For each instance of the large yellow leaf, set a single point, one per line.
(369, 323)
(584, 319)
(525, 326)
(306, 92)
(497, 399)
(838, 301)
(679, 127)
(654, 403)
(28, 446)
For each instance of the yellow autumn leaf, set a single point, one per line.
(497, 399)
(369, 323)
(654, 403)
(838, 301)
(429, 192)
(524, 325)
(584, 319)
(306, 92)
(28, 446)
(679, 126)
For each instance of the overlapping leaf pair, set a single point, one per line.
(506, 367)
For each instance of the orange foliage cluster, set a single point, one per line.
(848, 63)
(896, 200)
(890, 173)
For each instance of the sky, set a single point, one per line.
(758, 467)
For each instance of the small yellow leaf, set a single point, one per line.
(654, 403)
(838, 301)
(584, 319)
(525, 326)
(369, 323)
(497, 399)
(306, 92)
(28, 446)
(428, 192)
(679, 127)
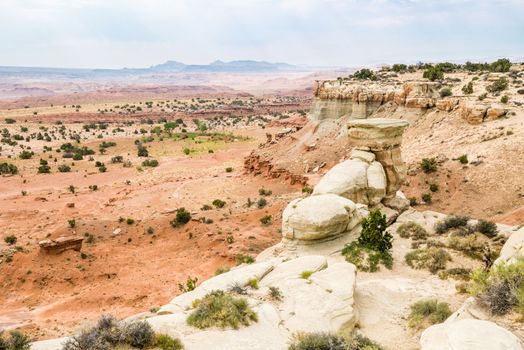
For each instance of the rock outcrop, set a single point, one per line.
(468, 334)
(319, 218)
(61, 244)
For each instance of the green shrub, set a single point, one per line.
(261, 203)
(463, 159)
(330, 341)
(244, 259)
(7, 168)
(426, 197)
(364, 74)
(434, 259)
(275, 293)
(428, 165)
(433, 73)
(469, 245)
(487, 228)
(445, 92)
(182, 217)
(219, 203)
(15, 341)
(412, 230)
(223, 310)
(165, 342)
(221, 270)
(372, 246)
(374, 235)
(425, 313)
(10, 240)
(189, 286)
(142, 151)
(501, 289)
(25, 154)
(150, 163)
(468, 88)
(498, 85)
(451, 222)
(266, 219)
(306, 274)
(64, 168)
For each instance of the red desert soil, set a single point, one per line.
(132, 271)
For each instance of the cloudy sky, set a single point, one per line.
(140, 33)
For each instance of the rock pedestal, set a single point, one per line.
(382, 137)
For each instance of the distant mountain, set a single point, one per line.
(220, 66)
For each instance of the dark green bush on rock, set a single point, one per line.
(223, 310)
(372, 246)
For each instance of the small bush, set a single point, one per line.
(223, 310)
(330, 341)
(244, 259)
(501, 289)
(182, 217)
(261, 203)
(434, 259)
(306, 274)
(412, 230)
(463, 159)
(221, 270)
(266, 219)
(425, 313)
(219, 203)
(445, 92)
(468, 88)
(487, 228)
(428, 165)
(150, 163)
(498, 85)
(451, 222)
(165, 342)
(64, 168)
(15, 341)
(11, 239)
(275, 293)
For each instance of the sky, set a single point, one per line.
(141, 33)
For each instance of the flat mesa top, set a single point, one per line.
(378, 123)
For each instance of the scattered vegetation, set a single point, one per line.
(412, 230)
(223, 310)
(330, 341)
(425, 313)
(182, 217)
(109, 333)
(433, 258)
(500, 289)
(373, 245)
(428, 165)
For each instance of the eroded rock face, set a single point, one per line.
(361, 179)
(318, 218)
(61, 244)
(513, 249)
(468, 334)
(382, 137)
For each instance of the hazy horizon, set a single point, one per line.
(142, 33)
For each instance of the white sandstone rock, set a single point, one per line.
(468, 334)
(347, 179)
(317, 218)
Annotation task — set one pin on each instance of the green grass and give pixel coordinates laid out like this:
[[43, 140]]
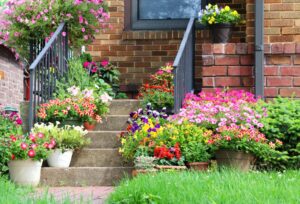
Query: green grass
[[214, 187], [12, 194]]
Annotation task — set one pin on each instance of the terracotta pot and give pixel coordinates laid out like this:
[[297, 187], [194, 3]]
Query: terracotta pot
[[234, 159], [137, 172], [89, 126], [198, 166], [221, 32], [161, 167]]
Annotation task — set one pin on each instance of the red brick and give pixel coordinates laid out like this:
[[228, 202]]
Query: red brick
[[230, 48], [247, 60], [227, 81], [289, 48], [271, 70], [276, 48], [279, 81], [207, 49], [219, 48], [208, 81], [290, 71], [271, 92], [227, 60], [280, 60], [240, 70], [288, 92], [296, 81], [214, 71]]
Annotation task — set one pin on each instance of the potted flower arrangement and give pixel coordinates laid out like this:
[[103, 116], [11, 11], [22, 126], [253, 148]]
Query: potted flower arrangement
[[68, 139], [220, 21], [160, 91], [197, 156], [26, 155], [238, 146]]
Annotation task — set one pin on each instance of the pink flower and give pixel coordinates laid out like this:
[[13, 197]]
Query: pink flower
[[104, 63], [31, 153]]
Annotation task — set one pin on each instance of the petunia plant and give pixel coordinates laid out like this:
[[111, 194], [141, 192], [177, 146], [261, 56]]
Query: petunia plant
[[25, 20]]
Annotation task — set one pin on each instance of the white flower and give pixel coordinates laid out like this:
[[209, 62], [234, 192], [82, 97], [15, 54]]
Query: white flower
[[105, 98]]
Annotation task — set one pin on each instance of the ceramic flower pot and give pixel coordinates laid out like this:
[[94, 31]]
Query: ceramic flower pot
[[60, 159], [234, 159], [89, 126], [221, 32], [25, 172], [198, 166]]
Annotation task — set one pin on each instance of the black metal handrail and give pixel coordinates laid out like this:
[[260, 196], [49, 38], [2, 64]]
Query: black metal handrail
[[184, 66], [49, 65]]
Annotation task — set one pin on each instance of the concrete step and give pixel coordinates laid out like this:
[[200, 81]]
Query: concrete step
[[98, 158], [104, 139], [113, 123], [123, 106], [83, 176]]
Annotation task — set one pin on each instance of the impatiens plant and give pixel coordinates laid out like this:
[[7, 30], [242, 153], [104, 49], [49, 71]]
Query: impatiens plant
[[25, 20], [34, 146]]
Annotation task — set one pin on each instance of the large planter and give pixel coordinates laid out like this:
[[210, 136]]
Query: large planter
[[198, 166], [25, 172], [221, 32], [89, 126], [60, 159], [234, 159]]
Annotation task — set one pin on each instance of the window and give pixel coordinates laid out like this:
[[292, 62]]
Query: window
[[160, 14]]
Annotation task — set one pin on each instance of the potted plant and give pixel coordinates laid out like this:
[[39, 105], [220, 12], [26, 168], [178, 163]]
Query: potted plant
[[68, 139], [220, 21], [196, 155], [238, 147], [26, 155]]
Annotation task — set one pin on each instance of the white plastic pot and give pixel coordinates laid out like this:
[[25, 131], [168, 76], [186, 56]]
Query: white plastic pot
[[25, 172], [60, 159]]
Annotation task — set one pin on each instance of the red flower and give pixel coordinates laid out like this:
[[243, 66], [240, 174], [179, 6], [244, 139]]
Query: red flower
[[31, 153], [23, 146]]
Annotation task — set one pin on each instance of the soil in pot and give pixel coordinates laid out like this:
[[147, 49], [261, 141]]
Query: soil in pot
[[234, 159], [25, 172], [221, 32], [198, 166], [60, 159], [89, 126]]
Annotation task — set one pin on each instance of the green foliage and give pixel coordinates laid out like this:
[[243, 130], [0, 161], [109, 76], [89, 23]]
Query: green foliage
[[283, 123], [158, 99], [226, 187], [196, 152], [67, 137], [212, 14]]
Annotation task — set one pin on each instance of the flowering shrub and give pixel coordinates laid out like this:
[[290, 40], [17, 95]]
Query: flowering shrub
[[244, 139], [34, 146], [26, 20], [67, 137], [160, 91], [212, 14], [213, 110]]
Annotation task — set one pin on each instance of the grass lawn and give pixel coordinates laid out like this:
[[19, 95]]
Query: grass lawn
[[12, 194], [212, 187]]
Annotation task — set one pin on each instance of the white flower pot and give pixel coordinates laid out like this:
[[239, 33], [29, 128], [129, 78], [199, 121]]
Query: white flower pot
[[25, 172], [60, 159]]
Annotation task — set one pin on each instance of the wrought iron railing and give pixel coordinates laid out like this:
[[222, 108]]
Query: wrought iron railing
[[184, 66], [49, 64]]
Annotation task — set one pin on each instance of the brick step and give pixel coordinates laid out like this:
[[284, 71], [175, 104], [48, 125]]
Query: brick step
[[123, 106], [113, 123], [98, 158], [83, 176], [103, 139]]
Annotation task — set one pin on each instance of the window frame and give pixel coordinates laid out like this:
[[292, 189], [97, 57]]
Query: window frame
[[133, 23]]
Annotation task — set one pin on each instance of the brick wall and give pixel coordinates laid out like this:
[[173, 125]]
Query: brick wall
[[11, 80]]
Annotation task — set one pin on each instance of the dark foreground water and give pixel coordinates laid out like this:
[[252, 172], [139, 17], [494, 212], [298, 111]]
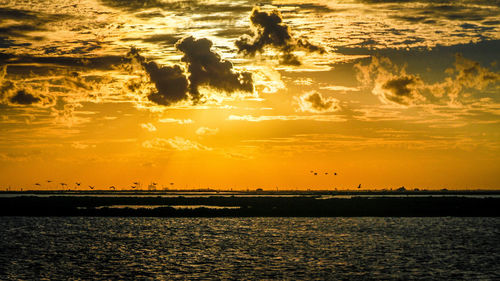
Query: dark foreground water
[[63, 248]]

> **Exercise details**: Start with the line above that contains "[[210, 136]]" and end with the line that contains "[[39, 105], [220, 12], [26, 168], [178, 163]]". Write out those lines exactly, and only those.

> **Response to this task**:
[[210, 136]]
Query: large planter
[[198, 166], [25, 172], [221, 32], [89, 126], [60, 159], [234, 159]]
Annotation task — set one pin on each instance of the window and give pixel coordinates laid out like this:
[[292, 62]]
Query: window
[[160, 14]]
Annotation task — set one pin on each instance of the potted plant and give pixel coordinates laid out like this:
[[39, 105], [220, 12], [26, 168], [178, 163]]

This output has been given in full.